Task directions: Please return each of the entries below exactly as they appear.

───

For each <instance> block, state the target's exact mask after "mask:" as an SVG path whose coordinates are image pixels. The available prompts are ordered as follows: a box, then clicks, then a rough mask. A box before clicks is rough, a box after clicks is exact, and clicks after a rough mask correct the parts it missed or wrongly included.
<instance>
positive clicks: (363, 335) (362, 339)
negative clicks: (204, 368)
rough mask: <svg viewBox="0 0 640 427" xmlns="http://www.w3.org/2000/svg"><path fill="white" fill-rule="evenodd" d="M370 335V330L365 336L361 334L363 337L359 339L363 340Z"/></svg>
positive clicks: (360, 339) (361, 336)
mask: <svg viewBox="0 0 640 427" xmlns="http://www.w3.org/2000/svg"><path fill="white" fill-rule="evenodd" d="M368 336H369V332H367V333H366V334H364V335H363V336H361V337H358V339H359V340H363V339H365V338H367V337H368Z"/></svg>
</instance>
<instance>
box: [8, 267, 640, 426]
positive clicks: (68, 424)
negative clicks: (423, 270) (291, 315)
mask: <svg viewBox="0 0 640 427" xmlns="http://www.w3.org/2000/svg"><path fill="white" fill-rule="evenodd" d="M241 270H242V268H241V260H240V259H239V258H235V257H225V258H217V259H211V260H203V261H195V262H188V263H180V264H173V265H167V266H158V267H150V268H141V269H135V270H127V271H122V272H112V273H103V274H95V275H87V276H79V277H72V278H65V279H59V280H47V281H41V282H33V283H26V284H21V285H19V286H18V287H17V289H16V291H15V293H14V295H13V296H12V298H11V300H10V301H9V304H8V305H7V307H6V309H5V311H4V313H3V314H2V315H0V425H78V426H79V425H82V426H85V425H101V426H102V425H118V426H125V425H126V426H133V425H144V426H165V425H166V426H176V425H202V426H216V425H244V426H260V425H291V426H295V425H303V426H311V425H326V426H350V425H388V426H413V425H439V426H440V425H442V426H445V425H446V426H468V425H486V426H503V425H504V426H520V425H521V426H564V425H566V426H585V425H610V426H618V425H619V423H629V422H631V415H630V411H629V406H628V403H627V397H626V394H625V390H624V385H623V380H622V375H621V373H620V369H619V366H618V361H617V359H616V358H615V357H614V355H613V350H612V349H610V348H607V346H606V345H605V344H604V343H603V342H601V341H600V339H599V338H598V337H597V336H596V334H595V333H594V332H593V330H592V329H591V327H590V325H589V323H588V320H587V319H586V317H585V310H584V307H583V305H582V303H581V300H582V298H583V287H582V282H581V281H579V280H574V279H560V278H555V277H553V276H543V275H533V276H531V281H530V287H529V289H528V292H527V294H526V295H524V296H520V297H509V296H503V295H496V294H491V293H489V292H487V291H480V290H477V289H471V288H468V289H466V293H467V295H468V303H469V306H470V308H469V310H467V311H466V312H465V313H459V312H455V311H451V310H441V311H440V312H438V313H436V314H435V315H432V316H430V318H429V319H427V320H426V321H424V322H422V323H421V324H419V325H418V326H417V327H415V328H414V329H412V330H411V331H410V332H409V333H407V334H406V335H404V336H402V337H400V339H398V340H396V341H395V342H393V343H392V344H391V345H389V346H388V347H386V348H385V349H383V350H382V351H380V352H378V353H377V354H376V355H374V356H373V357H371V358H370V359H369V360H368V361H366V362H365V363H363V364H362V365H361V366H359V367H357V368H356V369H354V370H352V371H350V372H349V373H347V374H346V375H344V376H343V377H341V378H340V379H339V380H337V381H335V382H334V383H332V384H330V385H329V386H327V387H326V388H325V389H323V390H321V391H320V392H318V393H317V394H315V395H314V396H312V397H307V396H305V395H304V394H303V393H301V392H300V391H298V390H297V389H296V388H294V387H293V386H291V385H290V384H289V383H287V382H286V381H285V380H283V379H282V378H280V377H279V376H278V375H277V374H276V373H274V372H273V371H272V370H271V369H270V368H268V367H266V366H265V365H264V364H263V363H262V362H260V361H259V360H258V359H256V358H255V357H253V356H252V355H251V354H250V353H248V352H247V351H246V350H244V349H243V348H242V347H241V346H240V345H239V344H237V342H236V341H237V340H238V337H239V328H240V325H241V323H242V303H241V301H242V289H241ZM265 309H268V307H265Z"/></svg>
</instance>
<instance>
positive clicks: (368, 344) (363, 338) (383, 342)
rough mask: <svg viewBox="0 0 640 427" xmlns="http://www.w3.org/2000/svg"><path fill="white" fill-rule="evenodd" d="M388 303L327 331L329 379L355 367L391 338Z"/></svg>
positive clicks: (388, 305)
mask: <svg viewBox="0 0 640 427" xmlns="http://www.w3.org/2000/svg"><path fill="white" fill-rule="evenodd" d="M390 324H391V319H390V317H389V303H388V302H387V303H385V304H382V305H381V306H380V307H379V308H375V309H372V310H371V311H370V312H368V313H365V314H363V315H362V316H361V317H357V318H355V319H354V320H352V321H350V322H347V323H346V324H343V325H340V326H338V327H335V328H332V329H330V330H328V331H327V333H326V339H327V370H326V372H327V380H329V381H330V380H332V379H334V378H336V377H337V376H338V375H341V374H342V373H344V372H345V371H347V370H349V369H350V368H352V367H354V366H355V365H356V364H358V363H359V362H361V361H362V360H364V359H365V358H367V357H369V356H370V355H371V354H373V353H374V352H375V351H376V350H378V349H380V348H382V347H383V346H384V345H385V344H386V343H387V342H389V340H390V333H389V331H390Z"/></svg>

───

Exercise answer:
For each <instance> block, state the target's exact mask after "mask:" as an SVG path whose coordinates are image pixels. The available prompts are ordered as follows: a box, then clicks, then a rough mask. A box before clicks is rough, a box after clicks is exact, and clicks after a rough mask correct the parts it missed or wrongly included.
<instance>
positive clicks: (363, 335) (362, 339)
negative clicks: (204, 368)
rough mask: <svg viewBox="0 0 640 427" xmlns="http://www.w3.org/2000/svg"><path fill="white" fill-rule="evenodd" d="M370 335V330L365 336L361 334L363 337L359 339L363 340Z"/></svg>
positive clicks: (360, 339) (361, 336)
mask: <svg viewBox="0 0 640 427" xmlns="http://www.w3.org/2000/svg"><path fill="white" fill-rule="evenodd" d="M368 336H369V332H367V333H366V334H364V335H363V336H361V337H358V339H359V340H363V339H365V338H367V337H368Z"/></svg>
</instance>
<instance>
box: [8, 267, 640, 426]
positive clicks: (68, 424)
negative clicks: (423, 270) (291, 315)
mask: <svg viewBox="0 0 640 427" xmlns="http://www.w3.org/2000/svg"><path fill="white" fill-rule="evenodd" d="M241 270H242V268H241V260H240V259H239V258H235V257H225V258H217V259H211V260H203V261H195V262H188V263H180V264H173V265H167V266H158V267H150V268H141V269H135V270H127V271H122V272H112V273H103V274H95V275H87V276H79V277H72V278H65V279H59V280H47V281H41V282H33V283H26V284H21V285H19V286H18V287H17V289H16V291H15V293H14V295H13V296H12V298H11V300H10V301H9V304H8V305H7V307H6V309H5V311H4V313H3V314H2V315H0V425H78V426H79V425H82V426H85V425H101V426H102V425H118V426H125V425H126V426H133V425H144V426H165V425H166V426H176V425H202V426H216V425H244V426H260V425H291V426H295V425H303V426H311V425H326V426H350V425H388V426H413V425H439V426H440V425H442V426H445V425H446V426H468V425H486V426H503V425H504V426H520V425H521V426H564V425H566V426H585V425H610V426H618V425H619V423H629V422H631V415H630V411H629V406H628V403H627V397H626V394H625V390H624V385H623V380H622V375H621V373H620V369H619V366H618V361H617V359H616V358H615V357H614V355H613V350H612V349H610V348H607V346H606V345H605V344H604V343H603V342H601V341H600V339H599V338H598V337H597V336H596V334H595V333H594V332H593V330H592V329H591V327H590V325H589V323H588V320H587V319H586V317H585V310H584V307H583V305H582V303H581V300H582V298H583V287H582V282H581V281H579V280H574V279H560V278H555V277H553V276H543V275H533V276H531V281H530V287H529V289H528V292H527V294H526V295H524V296H520V297H509V296H503V295H496V294H491V293H489V292H487V291H480V290H477V289H471V288H468V289H466V293H467V295H468V303H469V306H470V308H469V310H467V311H466V312H465V313H459V312H455V311H451V310H441V311H440V312H438V313H436V314H435V315H432V316H430V318H429V319H427V320H426V321H424V322H422V323H421V324H419V325H418V326H417V327H415V328H414V329H412V330H411V331H410V332H409V333H407V334H406V335H404V336H402V337H400V339H398V340H396V341H395V342H393V343H392V344H391V345H389V346H388V347H386V348H385V349H383V350H382V351H380V352H378V353H377V354H376V355H374V356H373V357H371V358H370V359H369V360H368V361H366V362H365V363H363V364H362V365H361V366H359V367H357V368H356V369H354V370H352V371H350V372H349V373H347V374H346V375H344V376H343V377H341V378H340V379H339V380H337V381H335V382H334V383H332V384H330V385H329V386H327V387H326V388H325V389H323V390H321V391H320V392H318V393H317V394H315V395H314V396H312V397H307V396H305V395H304V394H303V393H301V392H300V391H298V390H297V389H296V388H294V387H293V386H291V385H290V384H289V383H287V382H286V381H285V380H283V379H282V378H280V377H279V376H278V375H277V374H276V373H274V372H273V371H272V370H271V369H270V368H268V367H266V366H265V365H264V364H263V363H262V362H260V361H259V360H258V359H256V358H255V357H253V356H252V355H251V354H250V353H248V352H247V351H246V350H244V349H243V348H242V347H241V346H240V345H239V344H237V342H236V341H237V340H238V337H239V328H240V325H241V323H242V303H241V301H242V289H241ZM265 309H268V307H265Z"/></svg>
</instance>
<instance>
positive clicks: (368, 344) (363, 338) (383, 342)
rough mask: <svg viewBox="0 0 640 427" xmlns="http://www.w3.org/2000/svg"><path fill="white" fill-rule="evenodd" d="M388 303L327 331L329 379L355 367L391 338Z"/></svg>
positive clicks: (388, 305)
mask: <svg viewBox="0 0 640 427" xmlns="http://www.w3.org/2000/svg"><path fill="white" fill-rule="evenodd" d="M390 324H391V319H390V317H389V303H388V302H387V303H385V304H382V305H381V306H380V307H379V308H375V309H372V310H371V311H370V312H368V313H365V314H363V315H362V316H361V317H357V318H355V319H354V320H352V321H350V322H347V323H346V324H343V325H340V326H338V327H335V328H332V329H330V330H328V331H327V333H326V339H327V370H326V372H327V380H329V381H330V380H332V379H334V378H336V377H337V376H338V375H341V374H342V373H344V372H345V371H347V370H349V369H350V368H352V367H354V366H355V365H356V364H358V363H359V362H361V361H362V360H364V359H365V358H367V357H369V356H370V355H371V354H373V353H374V352H375V351H376V350H378V349H380V348H382V347H383V346H384V345H385V344H386V343H387V342H389V340H390V333H389V331H390Z"/></svg>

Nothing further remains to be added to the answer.